**Activity:**
The expected answer is a bare count of the lines in the data below that contain "field".

**Available data:**
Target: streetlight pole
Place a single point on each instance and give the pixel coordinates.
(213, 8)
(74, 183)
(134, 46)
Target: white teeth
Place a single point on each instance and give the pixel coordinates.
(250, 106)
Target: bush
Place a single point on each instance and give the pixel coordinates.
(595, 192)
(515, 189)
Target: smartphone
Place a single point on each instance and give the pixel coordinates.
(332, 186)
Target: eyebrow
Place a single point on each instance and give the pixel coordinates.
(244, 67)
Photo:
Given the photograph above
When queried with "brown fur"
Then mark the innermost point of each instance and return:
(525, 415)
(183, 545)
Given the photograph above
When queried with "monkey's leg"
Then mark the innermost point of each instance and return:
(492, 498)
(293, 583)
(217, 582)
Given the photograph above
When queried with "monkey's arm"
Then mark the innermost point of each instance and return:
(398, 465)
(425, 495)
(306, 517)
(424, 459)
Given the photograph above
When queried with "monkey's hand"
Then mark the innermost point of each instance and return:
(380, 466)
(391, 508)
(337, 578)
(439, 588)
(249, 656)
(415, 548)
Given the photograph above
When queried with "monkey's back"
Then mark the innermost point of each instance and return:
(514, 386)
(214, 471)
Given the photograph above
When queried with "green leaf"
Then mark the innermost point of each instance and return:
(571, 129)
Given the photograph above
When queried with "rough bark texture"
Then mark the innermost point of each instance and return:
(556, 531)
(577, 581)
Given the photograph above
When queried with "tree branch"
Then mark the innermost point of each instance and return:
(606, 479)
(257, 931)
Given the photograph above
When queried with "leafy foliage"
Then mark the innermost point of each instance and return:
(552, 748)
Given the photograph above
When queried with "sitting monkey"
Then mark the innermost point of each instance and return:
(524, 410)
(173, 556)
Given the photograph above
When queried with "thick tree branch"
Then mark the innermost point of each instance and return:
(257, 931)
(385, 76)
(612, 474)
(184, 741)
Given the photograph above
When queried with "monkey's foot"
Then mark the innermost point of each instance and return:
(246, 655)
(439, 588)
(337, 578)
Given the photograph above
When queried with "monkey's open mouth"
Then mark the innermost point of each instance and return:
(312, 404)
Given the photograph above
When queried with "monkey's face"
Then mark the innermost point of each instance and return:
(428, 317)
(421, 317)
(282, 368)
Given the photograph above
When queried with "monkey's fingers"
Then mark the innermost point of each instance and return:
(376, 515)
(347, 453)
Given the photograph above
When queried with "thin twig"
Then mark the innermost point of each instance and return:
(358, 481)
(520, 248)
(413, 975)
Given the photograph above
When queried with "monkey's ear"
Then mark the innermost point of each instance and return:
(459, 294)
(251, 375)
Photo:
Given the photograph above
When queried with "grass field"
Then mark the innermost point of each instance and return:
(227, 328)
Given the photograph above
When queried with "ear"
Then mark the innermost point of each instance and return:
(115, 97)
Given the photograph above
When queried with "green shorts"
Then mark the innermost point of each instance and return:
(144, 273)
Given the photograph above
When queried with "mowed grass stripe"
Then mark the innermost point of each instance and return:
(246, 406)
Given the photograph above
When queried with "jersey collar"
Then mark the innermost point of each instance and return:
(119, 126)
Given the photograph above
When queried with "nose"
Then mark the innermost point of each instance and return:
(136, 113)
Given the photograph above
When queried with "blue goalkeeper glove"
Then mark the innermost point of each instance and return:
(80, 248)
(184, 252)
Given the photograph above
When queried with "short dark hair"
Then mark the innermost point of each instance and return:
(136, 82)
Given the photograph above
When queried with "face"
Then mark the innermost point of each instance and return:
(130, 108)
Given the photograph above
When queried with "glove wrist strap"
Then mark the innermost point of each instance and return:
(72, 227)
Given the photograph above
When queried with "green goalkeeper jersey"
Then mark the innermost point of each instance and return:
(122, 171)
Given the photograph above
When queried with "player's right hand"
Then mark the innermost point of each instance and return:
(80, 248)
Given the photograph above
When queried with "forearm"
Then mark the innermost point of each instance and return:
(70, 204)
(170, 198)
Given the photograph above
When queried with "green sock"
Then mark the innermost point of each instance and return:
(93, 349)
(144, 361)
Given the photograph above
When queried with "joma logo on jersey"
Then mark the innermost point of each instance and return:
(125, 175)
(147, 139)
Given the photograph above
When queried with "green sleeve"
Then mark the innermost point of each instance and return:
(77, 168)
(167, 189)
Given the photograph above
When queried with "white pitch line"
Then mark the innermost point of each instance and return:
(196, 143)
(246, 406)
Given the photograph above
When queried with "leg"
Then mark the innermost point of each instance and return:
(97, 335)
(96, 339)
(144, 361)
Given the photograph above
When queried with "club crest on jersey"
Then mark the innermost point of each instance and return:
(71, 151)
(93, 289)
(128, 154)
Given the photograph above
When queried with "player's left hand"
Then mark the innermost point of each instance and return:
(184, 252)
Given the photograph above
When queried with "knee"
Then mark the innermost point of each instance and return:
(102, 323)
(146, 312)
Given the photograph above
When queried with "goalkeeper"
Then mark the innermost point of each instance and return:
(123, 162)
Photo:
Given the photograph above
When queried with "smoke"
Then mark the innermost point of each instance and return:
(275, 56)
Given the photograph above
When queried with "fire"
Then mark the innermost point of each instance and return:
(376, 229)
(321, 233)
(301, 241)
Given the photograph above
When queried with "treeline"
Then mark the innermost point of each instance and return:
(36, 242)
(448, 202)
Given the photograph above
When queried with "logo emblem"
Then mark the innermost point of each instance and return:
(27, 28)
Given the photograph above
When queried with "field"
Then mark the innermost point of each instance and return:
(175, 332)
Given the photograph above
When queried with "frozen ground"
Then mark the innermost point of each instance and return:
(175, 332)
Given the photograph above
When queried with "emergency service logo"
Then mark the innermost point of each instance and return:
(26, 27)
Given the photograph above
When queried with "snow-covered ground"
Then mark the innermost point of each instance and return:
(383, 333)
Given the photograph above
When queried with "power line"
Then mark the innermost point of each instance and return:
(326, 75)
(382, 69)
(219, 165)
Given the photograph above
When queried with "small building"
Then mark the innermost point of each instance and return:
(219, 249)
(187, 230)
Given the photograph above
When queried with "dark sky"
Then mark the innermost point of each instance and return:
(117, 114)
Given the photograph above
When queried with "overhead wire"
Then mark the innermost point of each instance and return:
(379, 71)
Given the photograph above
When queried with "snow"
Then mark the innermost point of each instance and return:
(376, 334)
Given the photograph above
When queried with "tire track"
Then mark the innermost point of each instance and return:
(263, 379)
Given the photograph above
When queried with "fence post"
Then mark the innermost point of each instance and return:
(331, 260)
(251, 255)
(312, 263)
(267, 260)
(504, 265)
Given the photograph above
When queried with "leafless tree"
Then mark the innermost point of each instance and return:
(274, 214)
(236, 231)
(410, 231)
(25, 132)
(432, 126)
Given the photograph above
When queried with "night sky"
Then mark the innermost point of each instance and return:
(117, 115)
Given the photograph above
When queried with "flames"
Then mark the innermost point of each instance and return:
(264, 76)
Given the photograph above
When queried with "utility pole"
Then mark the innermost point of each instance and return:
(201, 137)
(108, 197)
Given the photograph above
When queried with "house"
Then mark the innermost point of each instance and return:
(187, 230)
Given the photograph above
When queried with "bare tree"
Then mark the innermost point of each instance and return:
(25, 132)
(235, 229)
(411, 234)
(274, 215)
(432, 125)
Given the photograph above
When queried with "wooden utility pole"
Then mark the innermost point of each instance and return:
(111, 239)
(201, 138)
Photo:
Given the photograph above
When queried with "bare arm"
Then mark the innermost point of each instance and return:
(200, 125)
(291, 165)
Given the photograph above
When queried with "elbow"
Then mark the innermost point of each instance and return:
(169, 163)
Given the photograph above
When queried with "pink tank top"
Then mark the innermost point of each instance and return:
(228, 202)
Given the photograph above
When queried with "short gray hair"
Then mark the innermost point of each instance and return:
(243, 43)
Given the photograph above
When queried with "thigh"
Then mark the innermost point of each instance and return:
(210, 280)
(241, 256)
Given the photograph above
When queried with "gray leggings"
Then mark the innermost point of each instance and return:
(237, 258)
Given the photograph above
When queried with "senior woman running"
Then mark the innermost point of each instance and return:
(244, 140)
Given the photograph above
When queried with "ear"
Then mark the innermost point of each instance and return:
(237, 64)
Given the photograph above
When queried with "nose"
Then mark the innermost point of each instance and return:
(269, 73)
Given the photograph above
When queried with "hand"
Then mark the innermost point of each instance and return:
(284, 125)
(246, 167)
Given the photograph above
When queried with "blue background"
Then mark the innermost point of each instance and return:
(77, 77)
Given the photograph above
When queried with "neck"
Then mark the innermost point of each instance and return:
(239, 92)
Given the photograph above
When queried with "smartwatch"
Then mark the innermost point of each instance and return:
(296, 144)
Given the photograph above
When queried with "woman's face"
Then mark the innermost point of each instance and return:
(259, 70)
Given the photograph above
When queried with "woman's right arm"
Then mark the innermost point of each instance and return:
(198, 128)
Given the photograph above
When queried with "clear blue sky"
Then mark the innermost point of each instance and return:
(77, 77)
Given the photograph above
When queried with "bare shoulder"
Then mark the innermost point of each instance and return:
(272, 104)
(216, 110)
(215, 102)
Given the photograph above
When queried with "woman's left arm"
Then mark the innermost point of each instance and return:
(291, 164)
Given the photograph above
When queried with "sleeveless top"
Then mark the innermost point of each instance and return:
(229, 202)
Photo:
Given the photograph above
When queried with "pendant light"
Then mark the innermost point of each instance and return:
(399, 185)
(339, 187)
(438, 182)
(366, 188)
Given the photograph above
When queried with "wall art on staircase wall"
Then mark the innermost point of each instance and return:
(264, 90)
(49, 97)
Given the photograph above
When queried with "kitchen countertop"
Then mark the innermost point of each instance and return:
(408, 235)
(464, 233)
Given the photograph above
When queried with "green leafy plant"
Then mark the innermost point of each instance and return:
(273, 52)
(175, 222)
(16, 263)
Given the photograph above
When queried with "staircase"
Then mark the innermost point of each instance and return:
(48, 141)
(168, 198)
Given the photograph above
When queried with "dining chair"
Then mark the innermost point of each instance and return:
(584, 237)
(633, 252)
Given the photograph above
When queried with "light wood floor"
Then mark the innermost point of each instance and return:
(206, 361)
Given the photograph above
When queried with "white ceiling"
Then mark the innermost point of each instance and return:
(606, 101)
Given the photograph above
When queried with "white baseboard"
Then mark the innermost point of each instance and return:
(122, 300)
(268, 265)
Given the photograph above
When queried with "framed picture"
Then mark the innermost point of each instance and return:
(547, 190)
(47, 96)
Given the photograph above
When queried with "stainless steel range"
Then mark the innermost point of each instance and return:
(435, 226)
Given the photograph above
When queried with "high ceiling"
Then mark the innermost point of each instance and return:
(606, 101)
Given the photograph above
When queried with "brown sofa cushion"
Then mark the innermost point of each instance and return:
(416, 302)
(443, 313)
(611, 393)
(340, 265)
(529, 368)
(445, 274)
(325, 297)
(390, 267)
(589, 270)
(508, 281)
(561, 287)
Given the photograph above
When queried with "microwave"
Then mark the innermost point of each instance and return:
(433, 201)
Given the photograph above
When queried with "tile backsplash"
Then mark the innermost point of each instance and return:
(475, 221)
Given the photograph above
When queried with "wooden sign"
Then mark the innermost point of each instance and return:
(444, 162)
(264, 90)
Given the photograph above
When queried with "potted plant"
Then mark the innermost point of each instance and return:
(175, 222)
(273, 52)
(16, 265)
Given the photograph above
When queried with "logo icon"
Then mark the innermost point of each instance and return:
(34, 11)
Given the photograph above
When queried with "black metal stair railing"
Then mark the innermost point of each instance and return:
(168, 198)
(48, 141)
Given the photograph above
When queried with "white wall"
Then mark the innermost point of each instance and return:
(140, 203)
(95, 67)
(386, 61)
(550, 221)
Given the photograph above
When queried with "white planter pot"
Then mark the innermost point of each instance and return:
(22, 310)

**Solution below:**
2